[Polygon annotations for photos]
<<<<
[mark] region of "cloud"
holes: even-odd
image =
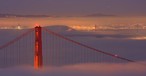
[[[76,64],[45,67],[31,66],[0,69],[1,76],[146,76],[146,66],[138,64]]]

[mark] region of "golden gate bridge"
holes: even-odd
[[[139,63],[75,41],[47,28],[36,26],[0,46],[0,67],[33,65],[63,66],[79,63]]]

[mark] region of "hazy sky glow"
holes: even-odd
[[[0,0],[0,13],[146,16],[146,0]]]

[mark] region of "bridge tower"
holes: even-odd
[[[42,27],[35,27],[35,53],[34,53],[34,68],[39,69],[43,66],[42,57]]]

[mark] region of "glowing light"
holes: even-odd
[[[135,37],[135,38],[131,38],[131,39],[134,39],[134,40],[146,40],[146,37]]]
[[[21,28],[21,26],[19,25],[19,26],[17,26],[17,29],[18,29],[18,30],[21,30],[22,28]]]
[[[40,25],[36,23],[35,26],[38,27],[38,26],[40,26]]]
[[[118,57],[118,55],[116,54],[115,57]]]

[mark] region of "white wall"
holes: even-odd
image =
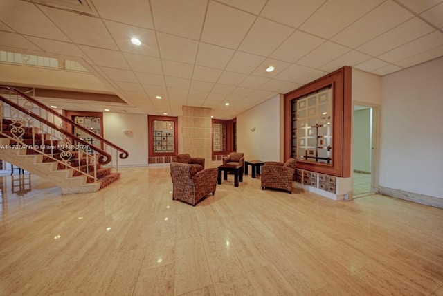
[[[237,116],[237,150],[245,160],[280,160],[280,120],[279,95]]]
[[[354,111],[354,153],[352,168],[371,172],[371,109]]]
[[[379,184],[443,198],[443,58],[383,77]]]
[[[125,135],[123,129],[132,133]],[[129,157],[118,160],[119,166],[147,165],[147,115],[103,113],[103,130],[107,140],[129,153]]]

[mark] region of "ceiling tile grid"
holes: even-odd
[[[0,50],[79,61],[135,113],[230,119],[343,66],[385,75],[443,55],[443,0],[84,1],[93,13],[0,0]]]

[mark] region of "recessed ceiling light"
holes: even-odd
[[[141,45],[141,41],[137,38],[131,38],[131,42],[135,45]]]

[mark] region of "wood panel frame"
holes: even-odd
[[[291,103],[327,86],[333,86],[332,164],[297,160],[296,167],[338,177],[351,176],[352,69],[345,66],[284,95],[284,159],[291,157]]]
[[[174,152],[154,152],[154,133],[152,128],[154,127],[154,120],[167,120],[173,121],[175,129],[174,131]],[[173,116],[147,116],[147,139],[148,139],[148,156],[174,156],[179,153],[179,120],[177,117]]]

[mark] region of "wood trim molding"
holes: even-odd
[[[329,85],[333,86],[332,164],[297,161],[297,168],[338,177],[351,176],[352,115],[352,69],[345,66],[284,95],[284,159],[291,157],[291,102]]]
[[[168,120],[173,121],[175,125],[175,130],[174,131],[174,152],[168,153],[154,153],[154,136],[152,133],[152,127],[154,126],[154,120]],[[177,117],[172,116],[154,116],[149,115],[147,115],[147,147],[148,147],[148,156],[156,157],[156,156],[174,156],[179,153],[179,120]]]

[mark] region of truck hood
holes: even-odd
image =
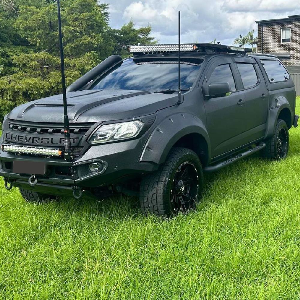
[[[89,90],[67,93],[70,123],[122,120],[155,113],[175,105],[174,94],[125,90]],[[14,108],[10,119],[28,122],[62,123],[62,94],[32,101]]]

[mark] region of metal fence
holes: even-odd
[[[290,74],[291,77],[295,84],[295,89],[297,96],[300,96],[300,74]]]

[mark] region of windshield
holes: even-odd
[[[182,62],[181,89],[189,89],[195,81],[200,64]],[[150,92],[178,88],[178,64],[174,62],[123,61],[117,68],[92,84],[93,89],[133,90]]]

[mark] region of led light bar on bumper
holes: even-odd
[[[102,125],[92,135],[90,142],[98,144],[135,137],[143,125],[144,123],[140,121]]]
[[[1,150],[7,152],[24,153],[25,154],[35,154],[43,156],[62,156],[63,152],[61,149],[54,148],[44,148],[33,146],[21,146],[20,145],[3,144]]]

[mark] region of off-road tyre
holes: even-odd
[[[289,130],[285,121],[278,119],[273,136],[266,141],[266,146],[261,151],[262,157],[280,160],[285,158],[289,151]]]
[[[44,203],[53,201],[57,197],[53,195],[42,194],[25,189],[19,188],[19,190],[24,199],[28,202],[31,203]]]
[[[203,185],[203,172],[198,156],[190,149],[174,147],[158,170],[142,179],[142,212],[146,215],[166,218],[181,211],[187,212],[201,199]]]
>>>>
#### [What you will do]
Copy the records above exactly, leaving out every picture.

#### [Result]
[mark] region of "cloud"
holes: even-odd
image =
[[[76,64],[45,67],[31,66],[0,69],[1,76],[146,76],[146,66],[138,64]]]

[mark] region of "golden gate bridge"
holes: even-odd
[[[139,63],[75,41],[47,28],[36,26],[0,46],[0,67],[33,65],[63,66],[79,63]]]

[mark] region of "hazy sky glow"
holes: even-odd
[[[0,0],[0,13],[146,16],[146,0]]]

[mark] region of "bridge tower"
holes: even-odd
[[[42,27],[35,27],[35,53],[34,53],[34,68],[39,69],[43,66],[42,57]]]

[mark] region of "glowing light"
holes: even-odd
[[[135,37],[135,38],[131,38],[131,39],[134,39],[134,40],[146,40],[146,37]]]
[[[21,28],[21,26],[19,25],[19,26],[17,26],[17,29],[18,29],[18,30],[21,30],[22,28]]]
[[[40,25],[36,23],[35,26],[38,27],[38,26],[40,26]]]
[[[118,57],[118,55],[116,54],[115,57]]]

[mark] region of "white wall"
holes: even-odd
image =
[[[237,116],[237,150],[245,160],[280,160],[280,120],[279,95]]]
[[[354,111],[354,153],[352,168],[371,172],[371,109]]]
[[[379,184],[443,198],[443,58],[383,77]]]
[[[125,135],[123,129],[132,133]],[[129,157],[118,160],[119,166],[147,165],[147,115],[103,113],[103,130],[107,140],[129,153]]]

[mark] region of "ceiling tile grid"
holes: even-odd
[[[0,50],[79,61],[135,113],[230,119],[343,66],[385,75],[443,55],[443,0],[84,1],[93,13],[0,0]]]

[mark] region of "recessed ceiling light"
holes: even-odd
[[[141,45],[141,41],[137,38],[131,38],[131,42],[135,45]]]

[mark] region of "wood panel frame"
holes: even-odd
[[[291,103],[327,86],[333,86],[332,164],[297,160],[296,167],[338,177],[351,176],[352,69],[345,66],[284,95],[284,159],[291,157]]]
[[[174,152],[154,152],[154,133],[152,128],[154,127],[154,120],[167,120],[173,121],[175,129],[174,131]],[[173,116],[147,116],[147,139],[148,139],[148,156],[174,156],[179,153],[179,120],[177,117]]]

[mark] region of "wood trim molding"
holes: even-odd
[[[329,85],[333,86],[332,164],[297,161],[297,168],[338,177],[351,176],[352,115],[352,69],[345,66],[284,95],[284,159],[291,157],[291,102]]]
[[[168,120],[173,121],[175,125],[175,130],[174,131],[174,152],[168,153],[154,153],[154,136],[152,133],[152,127],[154,126],[154,120]],[[177,117],[172,116],[154,116],[149,115],[147,115],[147,147],[148,147],[148,156],[156,157],[156,156],[174,156],[179,153],[179,120]]]

[mark] region of truck hood
holes: even-odd
image =
[[[89,90],[67,93],[70,123],[122,120],[155,113],[175,105],[174,94],[125,90]],[[14,108],[10,119],[28,122],[62,123],[62,94],[32,101]]]

[mark] region of metal fence
holes: even-odd
[[[290,74],[291,77],[295,84],[295,89],[297,96],[300,96],[300,74]]]

[mark] region of windshield
holes: even-odd
[[[182,62],[181,89],[189,89],[195,81],[200,64]],[[150,92],[178,88],[178,64],[174,62],[123,61],[117,68],[92,84],[93,89],[133,90]]]

[mark] region of led light bar on bumper
holes: even-odd
[[[102,125],[92,135],[90,142],[98,144],[135,137],[143,125],[144,123],[140,121]]]
[[[1,150],[7,152],[24,153],[25,154],[35,154],[43,156],[62,156],[63,152],[61,149],[54,148],[44,148],[33,146],[21,146],[20,145],[3,144]]]

[mark] region of off-road tyre
holes: even-odd
[[[289,130],[285,121],[278,119],[273,136],[266,141],[266,146],[261,151],[262,157],[280,160],[285,158],[289,151]]]
[[[44,203],[53,201],[57,197],[53,195],[42,194],[25,189],[19,188],[19,190],[24,199],[28,202],[31,203]]]
[[[203,185],[203,172],[198,156],[190,149],[174,147],[158,170],[142,179],[142,212],[146,215],[166,218],[181,211],[187,212],[201,199]]]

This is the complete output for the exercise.